TANTANGAN -
1) Salin ulang secara persis bagian teks tentang pasar properti di masa corona, dari "Mindset diubah. Saya" sampai dengan "usaha, khususnya properti.".
2) Tuliskan lanjutan teks tentang pasar properti di masa corona, dimulai tepat setelah kalimat terakhirnya.

BAGIAN DOKUMEN -
Menurut Presiden Direktur Jababeka Residence Sutedja S Darmono, saat ini Pasar menengah dan menengah atas sedang dalam masa sulit. Demi menarik minat konsumen, pemotongan harga bisa dilakukan demi mengejar kuantitas sales. Namun bukan berarti hal tersebut tanpa hambatan.

“Menurunkan harga akan menyebabkan komplain konsumen. Terutama untuk mereka yang telah membeli dengan harga lebih tinggi. Namun kalau tidak mengejar kuantitas, bisnis mati. Tinggal pilih mana. Realistisnya kita terima saja komplain agar bisnis berlanjut,” ujar Sutedja.

Di sisi lain, Presiden Direktur PT Astra Modern Land Wibowo Muljono menyatakan menjual properti di era krisis tetap masih bisa dilakukan. Menurutnya, persepsi pemain properti harus diubah.

Mindset diubah. Saya setuju kalau setelah corona, konsumen properti tidak akan sama lagi. Cara berjualannya ini yang harus kita petakan lagi. Termasuk soal pembayaran. Di situasi seperti ini, konsumen concern dengan cara pembayarannya,” ungkap Muljono.

Menurut pakar marketing yang juga Founder & Chairman MarkPlus, Inc. Hermawan Kartajaya, penurunan sektor properti memang dimaklumi. Namun bukan berarti pemain-pemainnya tidak bisa bertahan.

“Saya mengerti jual properti sekarang pasti susah. Namun ada dua hal harus bisa diusahakan, yaitu surviving dan preparing. Tidak hanya bertahan, tetapi juga bagaimana mempersiapkan bisnis setelah corona berakhir,” ungkapnya.

Hermawan memprediksi bahwa bisnis baru akan normal setidaknya enam bulan lagi. Selama waktu itu, setidaknya ada beberapa fase yang bisa dilakukan oleh pelaku usaha, khususnya properti.

INFORMASI YANG DIBERIKAN -
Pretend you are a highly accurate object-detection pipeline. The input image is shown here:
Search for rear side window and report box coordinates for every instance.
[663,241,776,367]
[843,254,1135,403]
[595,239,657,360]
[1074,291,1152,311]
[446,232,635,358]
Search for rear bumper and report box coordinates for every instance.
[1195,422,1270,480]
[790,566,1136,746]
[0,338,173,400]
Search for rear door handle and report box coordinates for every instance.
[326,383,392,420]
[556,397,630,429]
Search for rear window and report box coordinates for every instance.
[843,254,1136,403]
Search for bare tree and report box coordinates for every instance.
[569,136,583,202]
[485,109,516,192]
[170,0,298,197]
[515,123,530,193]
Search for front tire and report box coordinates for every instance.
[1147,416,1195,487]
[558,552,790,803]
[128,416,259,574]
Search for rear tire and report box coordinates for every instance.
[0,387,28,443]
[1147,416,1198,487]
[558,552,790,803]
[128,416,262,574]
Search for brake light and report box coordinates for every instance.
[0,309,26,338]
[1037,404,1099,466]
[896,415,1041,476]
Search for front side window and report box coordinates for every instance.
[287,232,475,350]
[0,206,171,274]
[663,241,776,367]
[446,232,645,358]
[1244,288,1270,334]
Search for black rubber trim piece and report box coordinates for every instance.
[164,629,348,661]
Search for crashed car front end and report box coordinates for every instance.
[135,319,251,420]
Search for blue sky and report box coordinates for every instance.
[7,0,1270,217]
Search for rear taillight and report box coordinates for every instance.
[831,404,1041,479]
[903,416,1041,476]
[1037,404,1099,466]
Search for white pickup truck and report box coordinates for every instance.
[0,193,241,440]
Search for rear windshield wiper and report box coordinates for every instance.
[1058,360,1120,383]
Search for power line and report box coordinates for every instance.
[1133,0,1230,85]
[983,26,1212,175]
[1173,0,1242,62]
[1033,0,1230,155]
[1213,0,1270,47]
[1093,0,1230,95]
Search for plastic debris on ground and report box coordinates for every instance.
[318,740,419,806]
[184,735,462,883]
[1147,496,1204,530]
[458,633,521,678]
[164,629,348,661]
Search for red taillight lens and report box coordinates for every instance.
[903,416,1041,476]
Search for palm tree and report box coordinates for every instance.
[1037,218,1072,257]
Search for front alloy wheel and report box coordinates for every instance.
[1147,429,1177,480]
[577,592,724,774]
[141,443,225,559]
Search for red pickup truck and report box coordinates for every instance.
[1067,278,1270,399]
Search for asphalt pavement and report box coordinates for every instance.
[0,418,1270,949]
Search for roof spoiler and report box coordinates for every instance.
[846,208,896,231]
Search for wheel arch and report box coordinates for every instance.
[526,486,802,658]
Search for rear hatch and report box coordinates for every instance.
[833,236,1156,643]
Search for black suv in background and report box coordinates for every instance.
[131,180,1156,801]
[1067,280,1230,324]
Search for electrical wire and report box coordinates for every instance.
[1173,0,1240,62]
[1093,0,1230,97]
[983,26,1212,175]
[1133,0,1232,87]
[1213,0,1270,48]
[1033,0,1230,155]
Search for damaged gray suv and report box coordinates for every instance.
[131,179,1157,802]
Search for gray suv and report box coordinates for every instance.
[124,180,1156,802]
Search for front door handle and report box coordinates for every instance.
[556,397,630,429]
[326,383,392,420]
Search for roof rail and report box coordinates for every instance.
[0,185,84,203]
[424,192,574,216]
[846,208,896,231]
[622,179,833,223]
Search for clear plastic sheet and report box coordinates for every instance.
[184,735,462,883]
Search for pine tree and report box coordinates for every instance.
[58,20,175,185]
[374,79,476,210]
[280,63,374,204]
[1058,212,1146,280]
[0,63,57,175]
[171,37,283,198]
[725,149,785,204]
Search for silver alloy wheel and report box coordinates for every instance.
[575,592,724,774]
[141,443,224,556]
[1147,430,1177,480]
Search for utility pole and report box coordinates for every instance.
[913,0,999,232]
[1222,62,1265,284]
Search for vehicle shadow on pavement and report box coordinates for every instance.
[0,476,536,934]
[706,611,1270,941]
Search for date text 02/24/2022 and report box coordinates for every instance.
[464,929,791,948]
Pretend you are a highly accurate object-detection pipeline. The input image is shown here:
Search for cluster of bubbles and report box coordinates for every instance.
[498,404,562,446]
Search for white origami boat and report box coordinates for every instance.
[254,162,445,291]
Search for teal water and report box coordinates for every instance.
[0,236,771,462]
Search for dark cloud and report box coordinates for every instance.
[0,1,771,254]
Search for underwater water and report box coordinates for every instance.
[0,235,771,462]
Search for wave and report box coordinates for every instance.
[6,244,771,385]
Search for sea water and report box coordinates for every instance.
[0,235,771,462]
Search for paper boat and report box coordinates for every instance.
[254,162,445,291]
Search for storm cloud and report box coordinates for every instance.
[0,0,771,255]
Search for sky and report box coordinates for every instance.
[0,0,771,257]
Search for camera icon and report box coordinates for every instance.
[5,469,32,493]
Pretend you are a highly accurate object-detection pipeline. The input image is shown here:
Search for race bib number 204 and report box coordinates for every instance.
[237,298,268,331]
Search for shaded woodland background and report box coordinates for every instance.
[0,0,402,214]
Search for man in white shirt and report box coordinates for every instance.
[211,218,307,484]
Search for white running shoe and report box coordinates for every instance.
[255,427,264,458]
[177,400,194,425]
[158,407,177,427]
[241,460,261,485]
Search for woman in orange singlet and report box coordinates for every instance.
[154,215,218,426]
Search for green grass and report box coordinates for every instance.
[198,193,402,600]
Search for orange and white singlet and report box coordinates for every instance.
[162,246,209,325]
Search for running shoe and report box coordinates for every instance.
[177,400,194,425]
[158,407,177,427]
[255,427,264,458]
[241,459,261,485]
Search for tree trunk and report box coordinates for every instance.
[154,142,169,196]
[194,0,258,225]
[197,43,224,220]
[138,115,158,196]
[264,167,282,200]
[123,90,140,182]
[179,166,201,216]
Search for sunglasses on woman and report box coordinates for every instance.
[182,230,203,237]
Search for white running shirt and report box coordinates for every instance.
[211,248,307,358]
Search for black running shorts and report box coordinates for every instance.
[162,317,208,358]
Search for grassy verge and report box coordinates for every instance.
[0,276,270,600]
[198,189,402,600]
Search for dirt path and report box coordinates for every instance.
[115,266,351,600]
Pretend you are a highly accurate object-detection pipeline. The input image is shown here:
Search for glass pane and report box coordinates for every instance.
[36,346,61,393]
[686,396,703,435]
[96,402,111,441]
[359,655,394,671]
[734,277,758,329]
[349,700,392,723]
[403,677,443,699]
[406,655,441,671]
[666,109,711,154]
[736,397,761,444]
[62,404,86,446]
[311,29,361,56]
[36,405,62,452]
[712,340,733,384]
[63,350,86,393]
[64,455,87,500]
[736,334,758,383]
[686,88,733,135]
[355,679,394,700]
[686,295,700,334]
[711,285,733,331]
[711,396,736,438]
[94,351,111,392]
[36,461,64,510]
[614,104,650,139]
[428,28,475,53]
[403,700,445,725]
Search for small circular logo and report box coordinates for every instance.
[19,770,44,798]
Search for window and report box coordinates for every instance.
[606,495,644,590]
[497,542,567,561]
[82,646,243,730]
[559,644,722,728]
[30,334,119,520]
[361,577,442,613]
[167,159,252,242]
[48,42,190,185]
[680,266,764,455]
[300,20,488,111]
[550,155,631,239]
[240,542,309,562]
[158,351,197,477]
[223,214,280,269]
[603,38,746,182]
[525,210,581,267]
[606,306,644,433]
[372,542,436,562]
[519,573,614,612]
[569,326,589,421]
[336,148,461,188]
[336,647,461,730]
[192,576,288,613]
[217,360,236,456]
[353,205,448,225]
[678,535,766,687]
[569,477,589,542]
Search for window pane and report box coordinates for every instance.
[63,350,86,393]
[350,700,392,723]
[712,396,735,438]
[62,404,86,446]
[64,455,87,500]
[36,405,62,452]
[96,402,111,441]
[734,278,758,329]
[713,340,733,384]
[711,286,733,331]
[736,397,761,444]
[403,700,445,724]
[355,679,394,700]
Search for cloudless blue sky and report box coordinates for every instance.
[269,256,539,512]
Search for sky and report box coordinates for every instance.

JAWABAN SETIAP TUGAS -
1)
Mindset diubah. Saya setuju kalau setelah corona, konsumen properti tidak akan sama lagi. Cara berjualannya ini yang harus kita petakan lagi. Termasuk soal pembayaran. Di situasi seperti ini, konsumen concern dengan cara pembayarannya,” ungkap Muljono.

Menurut pakar marketing yang juga Founder & Chairman MarkPlus, Inc. Hermawan Kartajaya, penurunan sektor properti memang dimaklumi. Namun bukan berarti pemain-pemainnya tidak bisa bertahan.

“Saya mengerti jual properti sekarang pasti susah. Namun ada dua hal harus bisa diusahakan, yaitu surviving dan preparing. Tidak hanya bertahan, tetapi juga bagaimana mempersiapkan bisnis setelah corona berakhir,” ungkapnya.

Hermawan memprediksi bahwa bisnis baru akan normal setidaknya enam bulan lagi. Selama waktu itu, setidaknya ada beberapa fase yang bisa dilakukan oleh pelaku usaha, khususnya properti.

2)
Fase kuartal I dan II bisa dipakai untuk mempertahankan bisnis. Kuartal II dan III bisa untuk preparing atau mempersiapkan bisnis selepas corona. Baru perencanaan bisnis itu bisa diaktualisasikan di kuartal III dan IV.

“Tapi bukan tidak mungkin ada juga pemain properti yang masih growing. Di saat seperti ini bukan lagi surviving, tapi bagaimana memaksimalkan service kepada konsumen,” tambahnya.

Bila tidak dimaksimalkan, ketika corona berakhir justru bisnis akan sulit. Konsumen tidak dimaksimalkan. “Surviving lebih bisa dilakukan oleh pemain kecil. Perhatikan cashflow, maksimalkan pemasukan yang ada. Kalau tidak ada penjualan, komunikasikan kalau Anda mampu bertahan dan sudah siap ketika corona selesai. Agar konsumen tahu,” sambungnya.

Hermawan yakin setelah corona, selera konsumen akan properti berubah. Tidak hanya mencari harga murah, tapi mereka akan lebih mengedepankan kualitas, terutama dari sisi lingkungan dan kesehatan.